# start of Information supplied
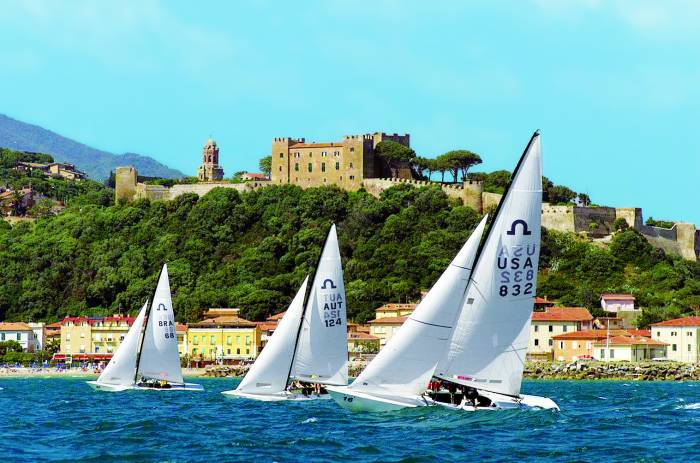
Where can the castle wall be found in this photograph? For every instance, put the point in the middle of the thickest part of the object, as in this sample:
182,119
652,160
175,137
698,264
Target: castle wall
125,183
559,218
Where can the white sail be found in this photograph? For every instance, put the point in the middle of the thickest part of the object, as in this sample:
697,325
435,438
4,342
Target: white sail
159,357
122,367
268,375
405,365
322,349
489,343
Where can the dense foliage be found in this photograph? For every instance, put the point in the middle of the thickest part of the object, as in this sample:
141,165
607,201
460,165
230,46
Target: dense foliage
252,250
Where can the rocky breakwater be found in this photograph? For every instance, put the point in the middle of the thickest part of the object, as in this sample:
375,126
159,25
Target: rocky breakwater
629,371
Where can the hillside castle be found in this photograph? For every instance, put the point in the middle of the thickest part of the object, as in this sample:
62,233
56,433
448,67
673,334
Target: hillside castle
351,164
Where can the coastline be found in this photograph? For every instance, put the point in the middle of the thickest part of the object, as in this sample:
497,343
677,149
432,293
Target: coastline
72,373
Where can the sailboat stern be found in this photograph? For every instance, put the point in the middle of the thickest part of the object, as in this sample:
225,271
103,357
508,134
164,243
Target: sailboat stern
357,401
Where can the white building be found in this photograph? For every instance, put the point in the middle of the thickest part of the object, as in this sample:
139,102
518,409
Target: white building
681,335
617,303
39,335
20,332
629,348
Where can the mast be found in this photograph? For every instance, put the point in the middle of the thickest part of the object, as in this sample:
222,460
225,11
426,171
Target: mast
# end of Information supplied
Rewrite every line of the items above as a JSON list of strings, one string per line, omitting blank lines. Leave the pictures out of the list.

[
  "Where can the castle wall be found in this photograph? For every instance, put the point in the middle of the thickest part of the object, as in this sample:",
  "182,119",
  "652,160",
  "175,137",
  "698,264",
  "Target: castle wall",
  "125,183",
  "559,218",
  "Where can the white sail be found in this photograph? For every instance, put the point in the middle of the thickest part of the object, as in this sample:",
  "697,325",
  "435,438",
  "4,342",
  "Target: white sail",
  "159,357",
  "122,367",
  "268,375",
  "405,365",
  "322,349",
  "489,343",
  "Where can the dense foliage be found in this photograph? For every instance, put the point in the middle of the thickest part of the object, as in this sample:",
  "141,165",
  "607,201",
  "460,165",
  "230,46",
  "Target: dense foliage",
  "252,250",
  "Where can the rocky breakwater be found in this photograph? For every instance, put the point in the middle of the thickest part of the object, as in this sample:",
  "375,126",
  "159,25",
  "Target: rocky breakwater",
  "629,371",
  "Where can the hillside castle be found in this photograph? For every instance, put the point in the middle of the thickest part of the object, as in this sample:",
  "62,233",
  "56,433",
  "448,67",
  "673,334",
  "Target: hillside castle",
  "351,164",
  "Where can the coastline be found in this photograph? For every instance, put the point in the middle of the thickest part of the object, as in this sample:",
  "497,343",
  "677,149",
  "432,293",
  "Target: coastline",
  "72,373",
  "Where can the sailboat stern be found in this photograph? For every instance, put the point in the middle of the thickest part of the object, as in this sample:",
  "225,271",
  "103,357",
  "508,134",
  "164,243",
  "Target: sailboat stern",
  "357,401",
  "Where can the white building be found in this photograph? For every instance, put the point in the middle of the thickest part of the object, as in this sample:",
  "139,102",
  "518,409",
  "Target: white building",
  "681,335",
  "617,303",
  "39,335",
  "20,332",
  "629,348",
  "Where can the mast be found in this photograph? For every instance, put the point in the middle of the thickest part of the object, as in this sample:",
  "222,460",
  "225,11",
  "426,171",
  "Target: mast"
]